Problem set —
1) In the code review excerpt, which string is assigned to index 18 of the pvc_slave_global_err_reg array?
2) From the entries, reproduce word for word the lines starting with the one that contains "We need ground-truth boxes for chair leg" and going on through the one that contains "[0,226,10,290]".
═════ Page text ═════
I think we can ignore it here but I'll leave it upto you.

> > > +static_assert(ARRAY_SIZE(pvc_master_global_err_reg) == XE_RAS_REG_SIZE);
> > > +
> > > +static const char * const pvc_slave_global_err_reg[] = {
> > > +	[0]		= "Undefined",
> > > +	[1]		= "HBM SS2: Channel0",
> > > +	[2]		= "HBM SS2: Channel1",
> > > +	[3]		= "HBM SS2: Channel2",
> > > +	[4]		= "HBM SS2: Channel3",
> > > +	[5]		= "HBM SS2: Channel4",
> > > +	[6]		= "HBM SS2: Channel5",
> > > +	[7]		= "HBM SS2: Channel6",
> > > +	[8]		= "HBM SS2: Channel7",
> > > +	[9]		= "HBM SS3: Channel0",
> > > +	[10]		= "HBM SS3: Channel1",
> > > +	[11]		= "HBM SS3: Channel2",
> > > +	[12]		= "HBM SS3: Channel3",
> > > +	[13]		= "HBM SS3: Channel4",
> > > +	[14]		= "HBM SS3: Channel5",
> > > +	[15]		= "HBM SS3: Channel6",
> > > +	[16]		= "HBM SS3: Channel7",
> > > +	[17]		= "Undefined",
> > > +	[18]		= "ANR MDFI",
> > > +	[19 ... 31]	= "Undefined",
> > > +};
> > > +
> > 
> > Ditto.
> > 
> > > +static_assert(ARRAY_SIZE(pvc_slave_global_err_reg) == XE_RAS_REG_SIZE);
> > > +
> > > +static const char * const pvc_slave_local_fatal_err_reg[] = {
> > > +	[0]		= "Local IEH: Malformed PCIe AER",
> > > +	[1]		= "Local IEH: Malformed PCIe ERR",
> > > +	[2]		= "Local IEH: UR conditions in IEH",
> > > +	[3]		= "Local IEH: From SERR Sources",
> > > +	[4 ... 19]	= "Undefined",
> > > +	[20]		= "Malformed MCA error packet (HBM/Punit)",
> > > +	[21 ... 31]	= "Undefined",
> > > +};
> > > +
> > 
> > Ditto.
═════ Dataset records ═════
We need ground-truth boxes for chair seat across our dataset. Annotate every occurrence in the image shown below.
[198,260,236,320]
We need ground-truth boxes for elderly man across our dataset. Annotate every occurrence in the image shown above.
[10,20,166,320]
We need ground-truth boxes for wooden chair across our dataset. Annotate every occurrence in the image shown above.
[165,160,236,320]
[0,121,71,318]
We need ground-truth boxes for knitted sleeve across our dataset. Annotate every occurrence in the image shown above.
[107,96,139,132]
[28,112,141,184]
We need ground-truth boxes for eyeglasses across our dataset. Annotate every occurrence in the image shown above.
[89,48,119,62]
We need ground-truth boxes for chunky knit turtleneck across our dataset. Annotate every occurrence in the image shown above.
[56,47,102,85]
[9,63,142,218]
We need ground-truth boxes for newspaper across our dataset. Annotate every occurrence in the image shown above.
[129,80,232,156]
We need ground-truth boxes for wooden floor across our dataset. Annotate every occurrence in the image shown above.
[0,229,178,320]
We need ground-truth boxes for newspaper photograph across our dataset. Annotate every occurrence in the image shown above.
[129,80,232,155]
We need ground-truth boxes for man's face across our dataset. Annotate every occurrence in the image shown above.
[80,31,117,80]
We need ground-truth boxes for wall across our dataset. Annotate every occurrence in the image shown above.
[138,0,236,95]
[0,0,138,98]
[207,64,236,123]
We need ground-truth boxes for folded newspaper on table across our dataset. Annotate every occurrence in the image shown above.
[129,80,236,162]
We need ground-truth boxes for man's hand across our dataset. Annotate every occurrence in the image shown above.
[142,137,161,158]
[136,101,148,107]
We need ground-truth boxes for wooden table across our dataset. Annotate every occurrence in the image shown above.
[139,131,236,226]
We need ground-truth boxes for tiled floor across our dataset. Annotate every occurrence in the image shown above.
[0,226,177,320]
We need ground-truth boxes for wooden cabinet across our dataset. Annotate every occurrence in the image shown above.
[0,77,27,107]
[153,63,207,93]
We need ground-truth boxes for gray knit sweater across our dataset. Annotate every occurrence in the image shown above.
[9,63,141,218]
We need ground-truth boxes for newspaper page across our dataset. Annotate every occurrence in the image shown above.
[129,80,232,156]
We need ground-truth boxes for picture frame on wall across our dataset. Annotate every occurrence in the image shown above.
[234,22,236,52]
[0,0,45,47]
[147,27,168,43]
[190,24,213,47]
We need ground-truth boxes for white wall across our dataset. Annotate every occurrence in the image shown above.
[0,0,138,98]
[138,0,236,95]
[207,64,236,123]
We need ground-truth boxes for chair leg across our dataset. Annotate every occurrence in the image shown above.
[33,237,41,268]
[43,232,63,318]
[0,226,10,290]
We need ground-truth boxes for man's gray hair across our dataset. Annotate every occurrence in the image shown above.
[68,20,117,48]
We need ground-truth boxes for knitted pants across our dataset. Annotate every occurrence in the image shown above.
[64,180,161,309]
═════
Answers below —
1) "ANR MDFI"

2)
We need ground-truth boxes for chair leg across our dataset. Annotate every occurrence in the image shown above.
[33,237,41,268]
[43,232,63,318]
[0,226,10,290]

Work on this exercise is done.